Data records -
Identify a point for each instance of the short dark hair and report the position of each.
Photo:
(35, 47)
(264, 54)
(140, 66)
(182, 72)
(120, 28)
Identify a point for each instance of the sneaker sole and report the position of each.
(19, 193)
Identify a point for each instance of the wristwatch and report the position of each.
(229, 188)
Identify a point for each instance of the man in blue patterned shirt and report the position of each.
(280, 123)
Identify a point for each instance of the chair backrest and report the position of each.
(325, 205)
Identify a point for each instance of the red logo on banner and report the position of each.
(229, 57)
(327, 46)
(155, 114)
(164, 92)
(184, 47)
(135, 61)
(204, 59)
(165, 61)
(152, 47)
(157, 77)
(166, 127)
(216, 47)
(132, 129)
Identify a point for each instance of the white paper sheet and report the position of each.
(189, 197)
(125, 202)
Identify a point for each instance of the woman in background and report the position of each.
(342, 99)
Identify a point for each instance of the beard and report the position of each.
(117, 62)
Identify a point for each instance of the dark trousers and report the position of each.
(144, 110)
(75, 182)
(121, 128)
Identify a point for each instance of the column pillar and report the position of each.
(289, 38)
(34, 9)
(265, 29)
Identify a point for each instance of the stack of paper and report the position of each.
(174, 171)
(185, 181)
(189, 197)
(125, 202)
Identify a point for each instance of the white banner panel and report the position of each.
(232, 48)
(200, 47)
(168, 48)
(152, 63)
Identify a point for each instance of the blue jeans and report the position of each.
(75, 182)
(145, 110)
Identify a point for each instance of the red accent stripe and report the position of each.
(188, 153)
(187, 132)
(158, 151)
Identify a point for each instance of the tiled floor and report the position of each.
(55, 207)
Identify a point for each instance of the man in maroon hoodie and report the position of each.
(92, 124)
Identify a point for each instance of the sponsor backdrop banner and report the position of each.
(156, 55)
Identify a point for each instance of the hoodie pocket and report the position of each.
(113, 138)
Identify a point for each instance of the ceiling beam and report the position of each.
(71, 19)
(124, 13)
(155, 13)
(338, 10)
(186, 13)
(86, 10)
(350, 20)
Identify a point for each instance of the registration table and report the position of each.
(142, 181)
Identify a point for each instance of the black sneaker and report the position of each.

What you should do - Copy every record above exactly as it stands.

Task response -
Identify a point for each instance of the short dark hair and report the position of each.
Photo:
(35, 47)
(264, 54)
(140, 66)
(182, 72)
(120, 28)
Identify a point for each instance of the sneaker sole and report the position of each.
(19, 193)
Identify a point for each instance of the wristwatch and report the position of each.
(229, 188)
Identify a point for each instance of the man in blue patterned shirt and report the position of each.
(280, 123)
Identify a point for each instance of the chair backrest and report the position of each.
(325, 205)
Identify a point for each instance of the red logo on banner and report the position of each.
(229, 57)
(327, 46)
(155, 114)
(164, 92)
(184, 47)
(135, 61)
(204, 59)
(165, 61)
(152, 47)
(157, 77)
(166, 127)
(216, 47)
(132, 129)
Identify a point for each instance of the white paper sheet and report the position of each.
(189, 197)
(125, 202)
Identify a point for each instance of the woman in background and report the position of each.
(342, 99)
Identify a point for each instance of the beard and report the position of each.
(117, 62)
Identify a point for each instance of the dark trousers and report the position of each.
(144, 110)
(75, 182)
(121, 128)
Identify a point for each instance of the column pillar and report the position of each.
(289, 38)
(34, 9)
(265, 29)
Identify a point for each instance of the stack of paper and report the position of each.
(174, 171)
(185, 181)
(189, 197)
(125, 202)
Identify a point for each instance of the white banner panel and report the position of each.
(232, 48)
(200, 47)
(168, 48)
(152, 63)
Identify a point for each instance of the blue jeans and report the position of each.
(75, 182)
(145, 110)
Identify a point for each instance of the red accent stripe and report the position of each.
(188, 153)
(187, 132)
(158, 151)
Identify a point for each instance of the tiled floor and report the position of each.
(55, 207)
Identify a point for each instance of the man in maroon hoodie and report the position of each.
(92, 124)
Identify a point for each instance of the sponsor backdrop banner and report the position of each.
(156, 55)
Identify a point for each instance of the hoodie pocket and report the position of each.
(113, 138)
Identify a point for each instance of the ceiling beam and report the position of each.
(71, 19)
(124, 13)
(155, 13)
(338, 10)
(186, 13)
(86, 10)
(350, 20)
Identify a point for each instance of the registration table and report the position of each.
(142, 181)
Identify a point for each instance of the black sneaker and report the position of each.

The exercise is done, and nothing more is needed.